**Istruzione data 1**.
Ripeti alla lettera il brano della motivazione che si apre con le parole contenenti "1. Preliminarmente occorre" e si chiude con "10 novembre 2010.".

**Pagina**.
Motivi della decisione

1. Preliminarmente occorre verificare se vi siano i presupposti per la declaratoria di improcedibilità dell’impugnazione del diniego del 10 novembre 2010.

Il problema nasce dal rilievo che, se in generale il ritiro dell’atto impugnato produce la conseguenza dell’improcedibilità dell’impugnazione (essendone venuto meno l’oggetto), questa conclusione non è corretta allorché il ritiro sia il frutto di un atto di riesame imposto da un’ordinanza che abbia accolto l’istanza di tutela cautelare; la doverosa esecuzione dell’ordine del giudice, infatti, non produce né può produrre l’effetto di rendere improcedibile l’impugnazione dato che l’atto con cui è stata data esecuzione all’ordinanza cautelare è un atto avente effetti provvisori e interinali, i cui effetti si producono e si esauriscono nell’ambito del giudizio cautelare e sono condizionati dalla successiva pronuncia sul merito del ricorso, nel senso che, se il ricorso viene accolto, gli effetti dell’atto di riesame favorevole al ricorrente si consolidano, mentre se il ricorso viene respinto si consolidano gli effetti dell’atto impugnato e vengono meno quelli dell’atto di riesame.

Nella fattispecie, tuttavia, ritiene il Collegio che questa impostazione non trovi applicazione in quanto il ritiro dell’atto impugnato è avvenuto per ragioni del tutto estranee al giudizio e alle ragioni per cui la sezione aveva disposto il riesame, per cui può ritenersi che il ritiro sia il frutto di una scelta sostanzialmente autonoma e libera del comune di Ponza rispetto alla quale il riesame ordinato dalla sezione ha costituito una mera occasione.

Record di annotazione delle coordinate:
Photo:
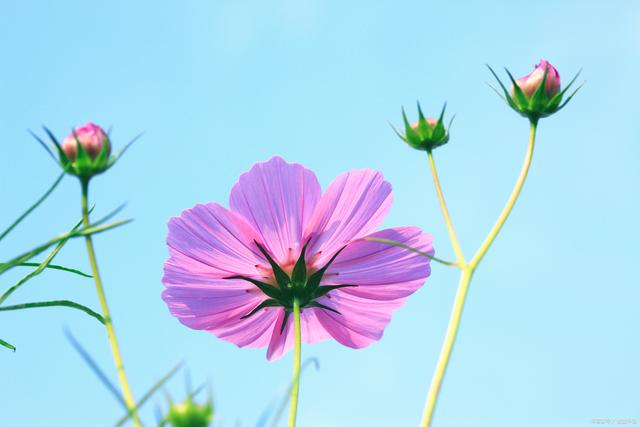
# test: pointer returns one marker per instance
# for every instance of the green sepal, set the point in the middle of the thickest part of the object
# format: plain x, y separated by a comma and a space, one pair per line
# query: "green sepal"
299, 274
424, 136
287, 313
282, 278
425, 130
83, 163
439, 134
539, 105
539, 99
269, 290
264, 304
519, 97
410, 136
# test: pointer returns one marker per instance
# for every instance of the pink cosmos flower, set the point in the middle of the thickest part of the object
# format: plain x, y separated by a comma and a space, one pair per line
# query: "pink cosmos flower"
92, 138
233, 272
530, 82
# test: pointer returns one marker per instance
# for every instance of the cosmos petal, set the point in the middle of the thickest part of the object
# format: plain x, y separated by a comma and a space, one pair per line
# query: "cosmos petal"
277, 198
361, 321
381, 271
353, 205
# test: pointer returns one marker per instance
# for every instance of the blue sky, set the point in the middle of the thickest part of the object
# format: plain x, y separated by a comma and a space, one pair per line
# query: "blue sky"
549, 335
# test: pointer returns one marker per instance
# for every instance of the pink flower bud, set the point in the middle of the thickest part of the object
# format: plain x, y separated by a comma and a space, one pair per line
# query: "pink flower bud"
431, 121
91, 137
530, 83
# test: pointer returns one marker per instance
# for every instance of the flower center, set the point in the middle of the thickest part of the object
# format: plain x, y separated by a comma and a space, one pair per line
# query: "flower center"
301, 285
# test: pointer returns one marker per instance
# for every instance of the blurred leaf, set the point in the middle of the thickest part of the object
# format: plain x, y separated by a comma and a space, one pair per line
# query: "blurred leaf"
149, 394
35, 205
40, 268
87, 231
58, 303
95, 368
56, 267
6, 344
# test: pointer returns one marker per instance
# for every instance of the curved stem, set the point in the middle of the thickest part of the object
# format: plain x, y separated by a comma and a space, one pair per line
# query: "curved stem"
445, 212
295, 388
111, 334
447, 347
510, 203
467, 271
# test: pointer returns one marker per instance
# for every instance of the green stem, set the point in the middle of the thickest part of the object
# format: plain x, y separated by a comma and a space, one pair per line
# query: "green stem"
447, 347
467, 271
445, 212
295, 388
510, 203
111, 334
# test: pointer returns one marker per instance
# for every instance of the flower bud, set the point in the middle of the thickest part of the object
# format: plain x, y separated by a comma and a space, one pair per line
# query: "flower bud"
190, 414
86, 152
430, 121
530, 82
538, 94
91, 137
425, 133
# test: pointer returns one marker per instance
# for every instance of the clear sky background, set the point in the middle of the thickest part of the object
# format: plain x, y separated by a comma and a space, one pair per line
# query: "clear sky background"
550, 333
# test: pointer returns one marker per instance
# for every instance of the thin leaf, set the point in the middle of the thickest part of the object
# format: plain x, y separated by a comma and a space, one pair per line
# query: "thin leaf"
6, 344
53, 139
43, 144
148, 395
40, 266
267, 289
570, 96
316, 304
323, 290
314, 280
129, 144
57, 303
95, 368
56, 267
419, 252
35, 205
87, 231
506, 92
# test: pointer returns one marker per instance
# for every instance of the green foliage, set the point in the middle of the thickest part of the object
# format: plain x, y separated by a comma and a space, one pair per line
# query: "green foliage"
539, 104
424, 135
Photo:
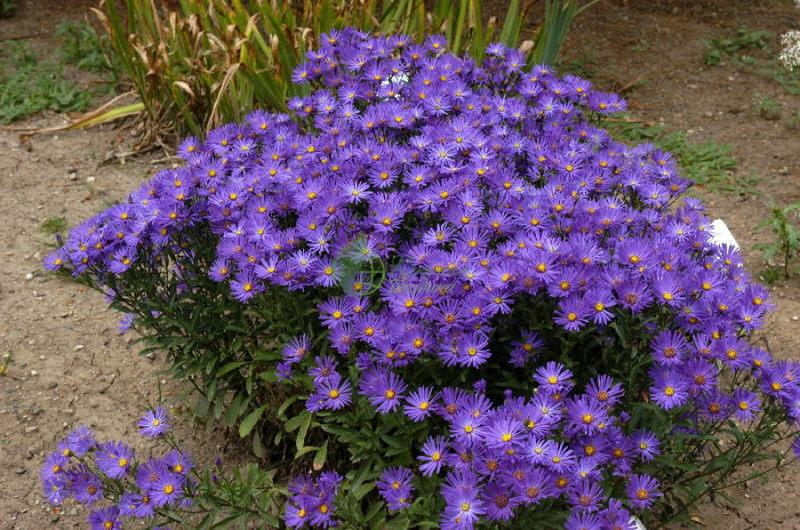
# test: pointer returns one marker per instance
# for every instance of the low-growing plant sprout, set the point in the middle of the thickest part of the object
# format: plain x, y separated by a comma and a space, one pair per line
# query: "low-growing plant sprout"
446, 285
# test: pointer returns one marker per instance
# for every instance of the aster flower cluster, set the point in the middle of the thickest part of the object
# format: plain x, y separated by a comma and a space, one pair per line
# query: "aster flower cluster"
555, 446
311, 501
425, 197
91, 472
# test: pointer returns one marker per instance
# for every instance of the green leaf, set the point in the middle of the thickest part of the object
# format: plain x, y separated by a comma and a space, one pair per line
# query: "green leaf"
321, 456
301, 434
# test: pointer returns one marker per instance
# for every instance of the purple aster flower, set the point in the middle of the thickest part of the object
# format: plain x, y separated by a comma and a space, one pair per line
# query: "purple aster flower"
647, 445
586, 415
586, 495
433, 454
167, 490
669, 348
395, 486
384, 390
573, 313
81, 440
583, 520
669, 389
105, 519
642, 491
178, 462
114, 459
87, 487
553, 377
135, 505
746, 404
500, 503
57, 489
603, 389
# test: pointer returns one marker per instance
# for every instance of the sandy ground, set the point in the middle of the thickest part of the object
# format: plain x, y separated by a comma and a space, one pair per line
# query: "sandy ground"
69, 366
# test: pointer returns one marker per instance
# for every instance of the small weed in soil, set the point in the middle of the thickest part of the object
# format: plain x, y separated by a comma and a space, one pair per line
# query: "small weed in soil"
769, 108
743, 40
708, 164
28, 86
793, 121
4, 362
54, 225
788, 80
784, 223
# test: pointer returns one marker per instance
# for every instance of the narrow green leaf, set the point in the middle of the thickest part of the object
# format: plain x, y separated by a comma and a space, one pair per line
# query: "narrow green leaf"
250, 421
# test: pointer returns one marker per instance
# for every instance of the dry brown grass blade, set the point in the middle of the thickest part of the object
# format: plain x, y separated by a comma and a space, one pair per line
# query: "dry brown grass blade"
232, 69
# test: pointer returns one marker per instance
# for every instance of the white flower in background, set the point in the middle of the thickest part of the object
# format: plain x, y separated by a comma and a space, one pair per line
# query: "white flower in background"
790, 54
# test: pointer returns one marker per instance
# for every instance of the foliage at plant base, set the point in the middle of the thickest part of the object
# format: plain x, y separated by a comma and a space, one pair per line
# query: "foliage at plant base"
445, 285
212, 61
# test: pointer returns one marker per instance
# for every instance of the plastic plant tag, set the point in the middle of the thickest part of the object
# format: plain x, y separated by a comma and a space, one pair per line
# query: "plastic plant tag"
721, 235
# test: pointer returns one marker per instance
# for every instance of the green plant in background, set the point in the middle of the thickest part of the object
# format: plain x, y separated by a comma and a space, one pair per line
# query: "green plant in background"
789, 80
54, 225
708, 163
28, 86
83, 47
783, 223
793, 121
212, 61
743, 40
769, 108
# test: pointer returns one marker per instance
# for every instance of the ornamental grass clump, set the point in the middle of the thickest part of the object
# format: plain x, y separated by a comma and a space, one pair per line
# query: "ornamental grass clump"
446, 282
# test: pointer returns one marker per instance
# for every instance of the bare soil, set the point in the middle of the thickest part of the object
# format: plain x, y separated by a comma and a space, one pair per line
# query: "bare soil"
69, 365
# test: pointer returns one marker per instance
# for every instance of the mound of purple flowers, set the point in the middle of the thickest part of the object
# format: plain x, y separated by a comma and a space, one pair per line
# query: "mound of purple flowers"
428, 196
90, 472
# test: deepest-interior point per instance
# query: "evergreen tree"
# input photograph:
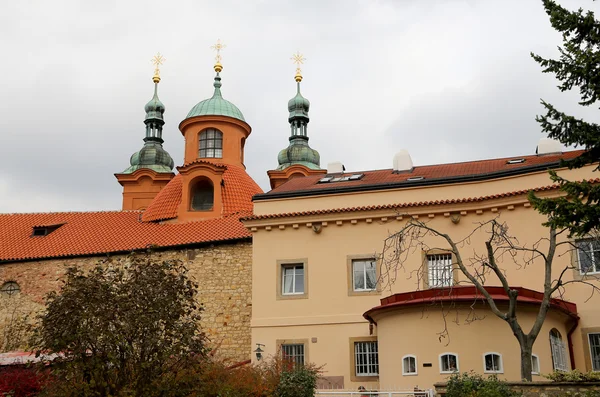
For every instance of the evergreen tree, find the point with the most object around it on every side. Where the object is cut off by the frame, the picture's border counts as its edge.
(577, 66)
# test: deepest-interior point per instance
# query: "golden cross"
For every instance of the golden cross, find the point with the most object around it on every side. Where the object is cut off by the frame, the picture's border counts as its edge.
(157, 60)
(218, 47)
(298, 59)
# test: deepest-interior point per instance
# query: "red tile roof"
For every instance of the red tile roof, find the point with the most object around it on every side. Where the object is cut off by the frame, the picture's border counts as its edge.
(376, 178)
(93, 233)
(237, 192)
(403, 205)
(467, 293)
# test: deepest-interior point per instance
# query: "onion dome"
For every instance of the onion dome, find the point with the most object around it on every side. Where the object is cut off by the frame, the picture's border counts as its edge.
(216, 105)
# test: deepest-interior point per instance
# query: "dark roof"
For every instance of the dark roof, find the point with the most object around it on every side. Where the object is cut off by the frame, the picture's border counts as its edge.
(432, 174)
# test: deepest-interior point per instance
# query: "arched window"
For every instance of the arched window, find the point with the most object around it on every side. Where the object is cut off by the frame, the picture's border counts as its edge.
(409, 365)
(492, 363)
(10, 288)
(557, 347)
(448, 363)
(202, 196)
(211, 144)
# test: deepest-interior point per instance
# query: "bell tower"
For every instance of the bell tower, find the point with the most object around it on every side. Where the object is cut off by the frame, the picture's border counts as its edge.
(298, 159)
(151, 168)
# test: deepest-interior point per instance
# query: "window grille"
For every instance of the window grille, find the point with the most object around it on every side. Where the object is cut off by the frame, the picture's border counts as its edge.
(588, 253)
(557, 348)
(492, 362)
(293, 352)
(292, 279)
(366, 359)
(364, 275)
(440, 270)
(211, 143)
(448, 363)
(409, 365)
(595, 351)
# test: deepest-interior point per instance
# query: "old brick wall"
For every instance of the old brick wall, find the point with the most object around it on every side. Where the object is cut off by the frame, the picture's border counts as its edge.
(223, 272)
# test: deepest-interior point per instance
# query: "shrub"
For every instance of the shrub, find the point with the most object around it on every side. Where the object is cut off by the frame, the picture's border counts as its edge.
(20, 381)
(474, 385)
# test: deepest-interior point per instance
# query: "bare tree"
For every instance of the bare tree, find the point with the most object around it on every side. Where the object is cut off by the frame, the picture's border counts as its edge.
(484, 269)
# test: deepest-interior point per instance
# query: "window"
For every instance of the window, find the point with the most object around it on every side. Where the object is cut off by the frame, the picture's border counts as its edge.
(448, 363)
(366, 358)
(292, 282)
(557, 347)
(10, 288)
(588, 254)
(364, 274)
(594, 340)
(202, 196)
(293, 352)
(439, 270)
(535, 364)
(211, 144)
(409, 365)
(492, 363)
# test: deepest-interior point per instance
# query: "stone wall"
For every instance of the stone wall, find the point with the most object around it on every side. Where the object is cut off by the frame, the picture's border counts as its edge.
(543, 389)
(223, 273)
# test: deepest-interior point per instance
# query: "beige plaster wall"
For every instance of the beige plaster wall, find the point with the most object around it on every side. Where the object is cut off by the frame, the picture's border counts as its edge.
(223, 273)
(326, 241)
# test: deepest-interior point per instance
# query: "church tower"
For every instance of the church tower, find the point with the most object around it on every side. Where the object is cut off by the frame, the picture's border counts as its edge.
(151, 168)
(298, 159)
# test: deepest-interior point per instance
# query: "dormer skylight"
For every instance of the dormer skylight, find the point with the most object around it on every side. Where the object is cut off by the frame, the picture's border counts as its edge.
(40, 231)
(332, 179)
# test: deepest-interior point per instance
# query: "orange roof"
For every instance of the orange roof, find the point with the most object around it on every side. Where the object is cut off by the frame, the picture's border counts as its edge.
(93, 233)
(439, 173)
(238, 190)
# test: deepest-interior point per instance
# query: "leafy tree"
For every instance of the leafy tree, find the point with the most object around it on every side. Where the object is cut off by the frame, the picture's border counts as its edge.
(577, 66)
(126, 327)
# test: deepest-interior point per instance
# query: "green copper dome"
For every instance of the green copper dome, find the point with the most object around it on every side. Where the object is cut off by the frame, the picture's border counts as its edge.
(216, 105)
(298, 152)
(151, 156)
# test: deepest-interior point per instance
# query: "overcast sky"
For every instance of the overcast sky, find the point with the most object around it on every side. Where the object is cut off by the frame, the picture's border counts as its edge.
(448, 80)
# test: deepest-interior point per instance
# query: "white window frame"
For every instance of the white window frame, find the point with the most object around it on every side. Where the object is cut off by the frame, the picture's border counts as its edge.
(457, 363)
(294, 356)
(368, 355)
(440, 272)
(595, 369)
(500, 362)
(365, 289)
(595, 266)
(558, 351)
(293, 266)
(404, 369)
(535, 363)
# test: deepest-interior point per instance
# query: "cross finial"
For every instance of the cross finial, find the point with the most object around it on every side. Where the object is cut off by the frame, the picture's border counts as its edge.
(157, 60)
(218, 47)
(298, 59)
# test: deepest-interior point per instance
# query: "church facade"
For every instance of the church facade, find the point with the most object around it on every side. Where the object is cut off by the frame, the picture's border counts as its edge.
(302, 270)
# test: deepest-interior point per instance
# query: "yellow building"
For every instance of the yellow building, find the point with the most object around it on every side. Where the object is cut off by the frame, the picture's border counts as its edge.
(323, 293)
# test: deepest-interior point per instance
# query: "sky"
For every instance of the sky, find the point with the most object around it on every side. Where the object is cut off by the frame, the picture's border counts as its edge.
(447, 80)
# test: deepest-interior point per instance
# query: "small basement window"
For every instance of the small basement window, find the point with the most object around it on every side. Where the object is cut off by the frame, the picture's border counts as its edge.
(39, 231)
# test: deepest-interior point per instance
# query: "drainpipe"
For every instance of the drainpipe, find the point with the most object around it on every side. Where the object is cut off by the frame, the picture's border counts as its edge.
(570, 342)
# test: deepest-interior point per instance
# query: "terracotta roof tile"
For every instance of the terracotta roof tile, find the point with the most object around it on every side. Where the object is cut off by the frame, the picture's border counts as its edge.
(93, 233)
(238, 190)
(429, 172)
(402, 205)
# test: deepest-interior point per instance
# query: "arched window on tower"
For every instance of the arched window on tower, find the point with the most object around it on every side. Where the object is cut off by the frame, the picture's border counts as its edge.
(202, 197)
(211, 144)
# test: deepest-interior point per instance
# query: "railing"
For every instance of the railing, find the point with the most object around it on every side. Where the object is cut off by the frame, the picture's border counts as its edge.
(353, 393)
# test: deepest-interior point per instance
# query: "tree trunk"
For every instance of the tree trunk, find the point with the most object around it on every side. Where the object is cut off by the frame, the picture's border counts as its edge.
(526, 349)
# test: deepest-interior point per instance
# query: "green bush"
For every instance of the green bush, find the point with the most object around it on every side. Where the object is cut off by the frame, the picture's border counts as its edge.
(474, 385)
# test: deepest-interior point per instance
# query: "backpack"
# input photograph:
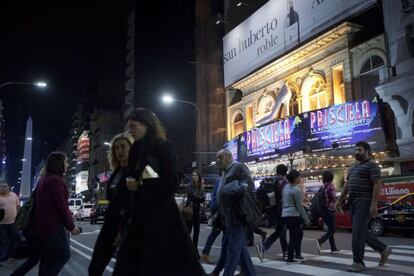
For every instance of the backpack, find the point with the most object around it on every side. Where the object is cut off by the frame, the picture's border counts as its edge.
(318, 204)
(25, 214)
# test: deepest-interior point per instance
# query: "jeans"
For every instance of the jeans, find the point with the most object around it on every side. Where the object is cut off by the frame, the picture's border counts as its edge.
(8, 238)
(280, 232)
(234, 252)
(34, 256)
(360, 217)
(329, 218)
(210, 240)
(295, 236)
(54, 252)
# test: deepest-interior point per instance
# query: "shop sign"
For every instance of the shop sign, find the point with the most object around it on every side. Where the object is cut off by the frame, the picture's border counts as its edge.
(276, 28)
(315, 131)
(83, 147)
(396, 187)
(81, 181)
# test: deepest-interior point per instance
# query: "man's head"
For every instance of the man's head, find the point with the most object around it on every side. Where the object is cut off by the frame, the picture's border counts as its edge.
(224, 158)
(4, 188)
(362, 150)
(281, 169)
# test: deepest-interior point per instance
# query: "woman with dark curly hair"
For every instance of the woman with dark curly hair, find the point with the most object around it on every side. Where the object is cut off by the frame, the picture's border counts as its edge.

**Istruzione data 2**.
Individua nei record ogni riga che contiene la stringa "building" e trascrivile tutte.

**Risposta corretta 1**.
1. Preliminarmente occorre verificare se vi siano i presupposti per la declaratoria di improcedibilità dell’impugnazione del diniego del 10 novembre 2010.

**Risposta corretta 2**.
# query: "yellow building"
For every instance of the yellow building, find the point with the most object around it on every side. Where the object is cut off by the frame, the picture's border counts as its edge.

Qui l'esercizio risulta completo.